◆ **Brano estratto**:
* * *

Cani
Di Luigi Sacchettino
Cari lettori interessati è notizia di qualche giorno fa di una classifica che stila l’elenco dei cani più intelligenti: border collie, barboni, pastori tedeschi e i soliti blasonati
Quando leggo di questi notizie mi parte l’embolo, mi si gonfia la vena sulla fronte, divento verde e perdo l’aspetto zen.
Questo perché trovo la continua ricerca del maius intellettivo nei cani sterile e poco utile: un tentativo di standardizzare, incorniciare, confinare rigidamente le loro soggettive capacità cognitive.
Provo a dirvi la mia, andando con ordine. Come possiamo definire genericamente l’intelligenza?
Una delle definizione afferma che l’intelligenza è la capacità di comprendere il mondo in cui si vive e di risolvere i problemi ambientali, sociali e culturali che vengono posti in ogni momento della esistenza.
E su questo i cani ci riescono magistralmente. Vivono in un mondo a misura d’uomo ma sono in grado di utilizzare un ascensore, salire su un autobus e scale mobili, tollerare le continue violazioni dello spazio personale da parte di estranei incrociati per strada, e soprattutto capirci molto più di come noi riusciamo a fare con loro. In questo quindi mostrano una adattabilità e flessibilità cognitiva straordinariamente lontana da quella umana. Che se solo cambia il bagno di casa, non riesce più ad esprimersi.
I test più noti su cui è stata testata l’intelligenza dei cani appartengono al neuropsicologo Stanley Coren, professore di neuropsicologia a Vancouver, e consistono nella valutazione della capacità dei cani di risolvere problemi (problem solving) e di comprendere le parole. Anche attraverso l’aderenza alle attività di addestramento. Il ricercatore sostiene che le loro capacità intellettive potrebbero essere paragonate a quelle di un bambino dai tre ai cinque anni.
Bene. Se non fosse che sono dei test ipotizzati dalla mente umana. Quindi test antropocentrici.

* * *

◆ **Obiettivi**:
1. Rispondi a queste domande sull'articolo sui cani.
(a) In quale città insegna Stanley Coren?
(b) Quali cani vengono nominati nella classifica dei più intelligenti?
(c) A quale età di un bambino il ricercatore paragona le capacità intellettive dei cani?
2. Riscrivi tutta la parte dell'articolo sui cani che va da "Provo a dirvi" fino a "più ad esprimersi.", scambiando "intelligenza" con "astuzia".
I record non servono per svolgere questo lavoro.

* * *

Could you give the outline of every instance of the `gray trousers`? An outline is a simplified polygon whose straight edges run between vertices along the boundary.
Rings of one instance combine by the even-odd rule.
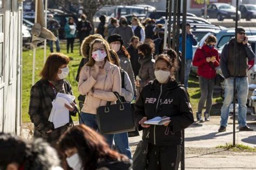
[[[215,78],[207,79],[199,76],[199,87],[201,91],[201,97],[198,103],[198,113],[202,113],[202,110],[206,101],[205,113],[210,114],[212,107],[212,94],[214,87]]]

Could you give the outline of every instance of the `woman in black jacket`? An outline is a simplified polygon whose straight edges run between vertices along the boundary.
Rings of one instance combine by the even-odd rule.
[[[112,150],[103,137],[84,125],[73,126],[58,142],[58,149],[74,170],[130,170],[126,156]]]
[[[174,78],[177,57],[173,50],[172,54],[157,57],[156,79],[143,88],[135,106],[136,123],[139,130],[143,130],[143,140],[149,142],[147,170],[178,169],[181,131],[194,122],[187,93]],[[164,125],[144,124],[164,116],[170,117],[171,121]]]
[[[32,86],[30,92],[29,114],[35,126],[34,137],[43,138],[55,146],[56,142],[65,132],[69,123],[57,128],[49,121],[52,108],[52,101],[58,93],[73,95],[71,85],[65,79],[69,69],[69,58],[62,53],[52,53],[48,57],[40,74],[42,79]],[[65,104],[70,115],[76,115],[75,101],[70,106]],[[70,121],[71,120],[70,120]]]

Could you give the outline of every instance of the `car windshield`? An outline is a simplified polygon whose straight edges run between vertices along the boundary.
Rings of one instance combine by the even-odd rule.
[[[247,6],[246,8],[248,10],[256,10],[256,6]]]
[[[222,5],[219,7],[219,9],[232,9],[232,6],[230,5]]]

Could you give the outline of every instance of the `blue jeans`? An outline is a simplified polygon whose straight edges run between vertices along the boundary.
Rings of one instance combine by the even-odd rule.
[[[84,124],[88,127],[98,131],[98,125],[96,121],[96,115],[81,112],[81,117]],[[80,120],[80,124],[83,124],[82,120]],[[114,138],[114,134],[103,134],[103,136],[106,139],[106,141],[109,144],[111,148],[113,145],[113,139]]]
[[[53,52],[53,41],[49,40],[49,45],[50,45],[50,51],[51,52]],[[58,37],[57,37],[57,40],[55,42],[55,44],[56,44],[56,50],[57,52],[59,52],[60,51],[60,47],[59,47],[59,39]]]
[[[234,78],[225,79],[225,99],[221,107],[220,126],[226,127],[230,106],[233,100]],[[248,79],[237,78],[236,89],[238,100],[238,124],[240,127],[246,126],[246,103],[248,96]]]
[[[190,70],[191,69],[191,63],[192,59],[186,59],[184,80],[184,86],[185,88],[188,87],[188,78],[190,77]]]
[[[127,156],[130,159],[132,159],[132,153],[129,147],[127,132],[115,134],[114,141],[117,151],[120,153]]]

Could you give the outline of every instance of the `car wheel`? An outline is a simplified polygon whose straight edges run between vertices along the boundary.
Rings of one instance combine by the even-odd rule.
[[[218,14],[218,15],[217,15],[217,19],[218,19],[218,21],[220,21],[224,20],[223,17],[221,16],[221,15],[220,15],[220,14]]]
[[[248,15],[247,17],[246,17],[246,21],[251,21],[251,19],[252,19],[252,16],[251,15]]]

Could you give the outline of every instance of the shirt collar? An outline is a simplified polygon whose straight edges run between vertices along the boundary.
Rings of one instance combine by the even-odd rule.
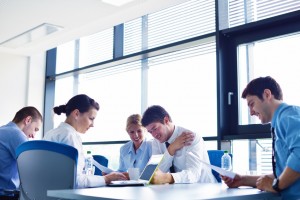
[[[275,124],[276,124],[276,120],[277,120],[277,117],[279,115],[279,113],[284,109],[286,108],[288,105],[286,103],[281,103],[278,108],[275,110],[274,112],[274,115],[272,117],[272,121],[271,121],[271,126],[272,127],[275,127]]]

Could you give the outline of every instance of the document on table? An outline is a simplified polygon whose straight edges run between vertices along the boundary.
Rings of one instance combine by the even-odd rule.
[[[102,172],[106,173],[106,174],[109,174],[111,172],[113,172],[114,170],[112,169],[109,169],[108,167],[105,167],[103,165],[101,165],[100,163],[98,163],[96,160],[93,159],[93,164],[98,168],[100,169]]]
[[[227,176],[229,178],[234,178],[235,177],[235,173],[234,172],[231,172],[231,171],[227,171],[227,170],[224,170],[220,167],[217,167],[217,166],[214,166],[214,165],[210,165],[202,160],[200,160],[203,164],[205,164],[206,166],[208,166],[209,168],[215,170],[216,172],[218,172],[219,174],[221,174],[222,176]]]

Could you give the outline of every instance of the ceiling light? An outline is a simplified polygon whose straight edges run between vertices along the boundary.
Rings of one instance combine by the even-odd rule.
[[[62,27],[60,27],[60,26],[44,23],[44,24],[34,27],[24,33],[21,33],[20,35],[17,35],[17,36],[10,38],[4,42],[1,42],[0,46],[17,48],[24,44],[27,44],[27,43],[33,42],[37,39],[40,39],[42,37],[45,37],[51,33],[59,31],[61,29],[62,29]]]
[[[102,0],[104,3],[113,5],[113,6],[123,6],[133,0]]]

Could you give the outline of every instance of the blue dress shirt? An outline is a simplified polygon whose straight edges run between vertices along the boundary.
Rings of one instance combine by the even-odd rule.
[[[274,113],[277,177],[285,167],[300,173],[300,107],[282,103]],[[300,199],[300,179],[282,192],[283,199]]]
[[[15,123],[0,127],[0,189],[19,188],[16,149],[26,141],[28,138]]]

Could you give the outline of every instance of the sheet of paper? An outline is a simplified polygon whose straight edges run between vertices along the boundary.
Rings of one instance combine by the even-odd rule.
[[[217,167],[217,166],[214,166],[214,165],[210,165],[202,160],[200,160],[203,164],[205,164],[206,166],[208,166],[209,168],[215,170],[216,172],[218,172],[219,174],[221,174],[222,176],[227,176],[229,178],[234,178],[235,177],[235,173],[234,172],[231,172],[231,171],[227,171],[227,170],[224,170],[220,167]]]
[[[98,163],[98,162],[97,162],[96,160],[94,160],[94,159],[93,159],[93,164],[94,164],[98,169],[100,169],[102,172],[104,172],[104,173],[109,174],[109,173],[111,173],[111,172],[114,171],[114,170],[112,170],[112,169],[109,169],[108,167],[105,167],[105,166],[101,165],[100,163]]]

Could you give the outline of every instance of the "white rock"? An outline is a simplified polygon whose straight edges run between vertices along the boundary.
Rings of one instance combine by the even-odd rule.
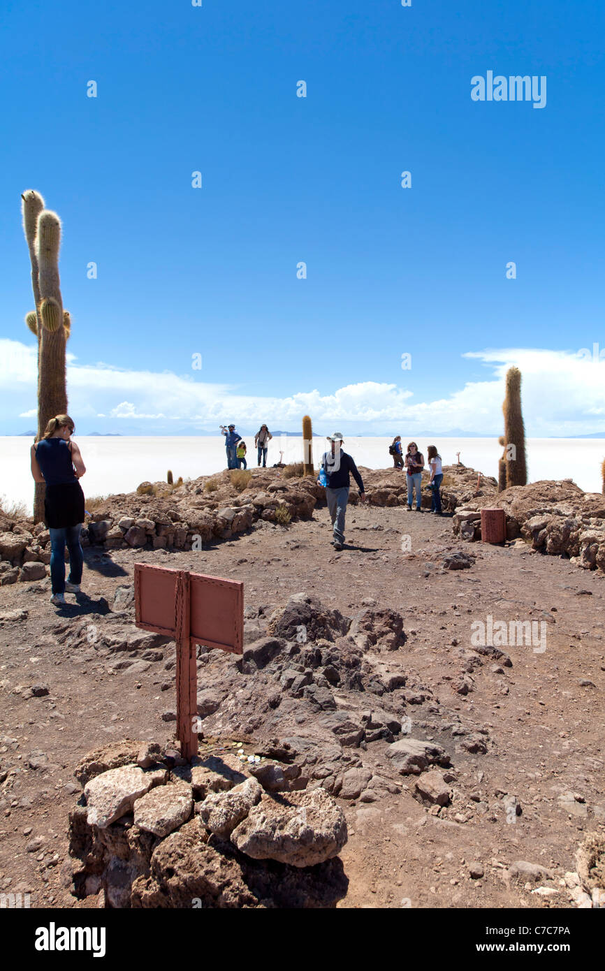
[[[122,765],[95,776],[84,786],[88,825],[105,829],[130,813],[137,799],[166,781],[166,774],[165,769],[145,771],[138,765]]]

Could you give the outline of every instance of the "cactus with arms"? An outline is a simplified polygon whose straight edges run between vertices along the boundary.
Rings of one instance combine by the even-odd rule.
[[[313,475],[313,427],[308,415],[303,418],[303,464],[305,475]]]

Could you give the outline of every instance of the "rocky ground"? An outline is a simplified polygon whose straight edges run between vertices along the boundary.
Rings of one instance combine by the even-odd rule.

* * *

◆ **Risposte**:
1.
(a) A Vancouver.
(b) Border collie, barboni e pastori tedeschi.
(c) A quella di un bambino dai tre ai cinque anni.

2.
Provo a dirvi la mia, andando con ordine. Come possiamo definire genericamente l’astuzia?
Una delle definizione afferma che l’astuzia è la capacità di comprendere il mondo in cui si vive e di risolvere i problemi ambientali, sociali e culturali che vengono posti in ogni momento della esistenza.
E su questo i cani ci riescono magistralmente. Vivono in un mondo a misura d’uomo ma sono in grado di utilizzare un ascensore, salire su un autobus e scale mobili, tollerare le continue violazioni dello spazio personale da parte di estranei incrociati per strada, e soprattutto capirci molto più di come noi riusciamo a fare con loro. In questo quindi mostrano una adattabilità e flessibilità cognitiva straordinariamente lontana da quella umana. Che se solo cambia il bagno di casa, non riesce più ad esprimersi.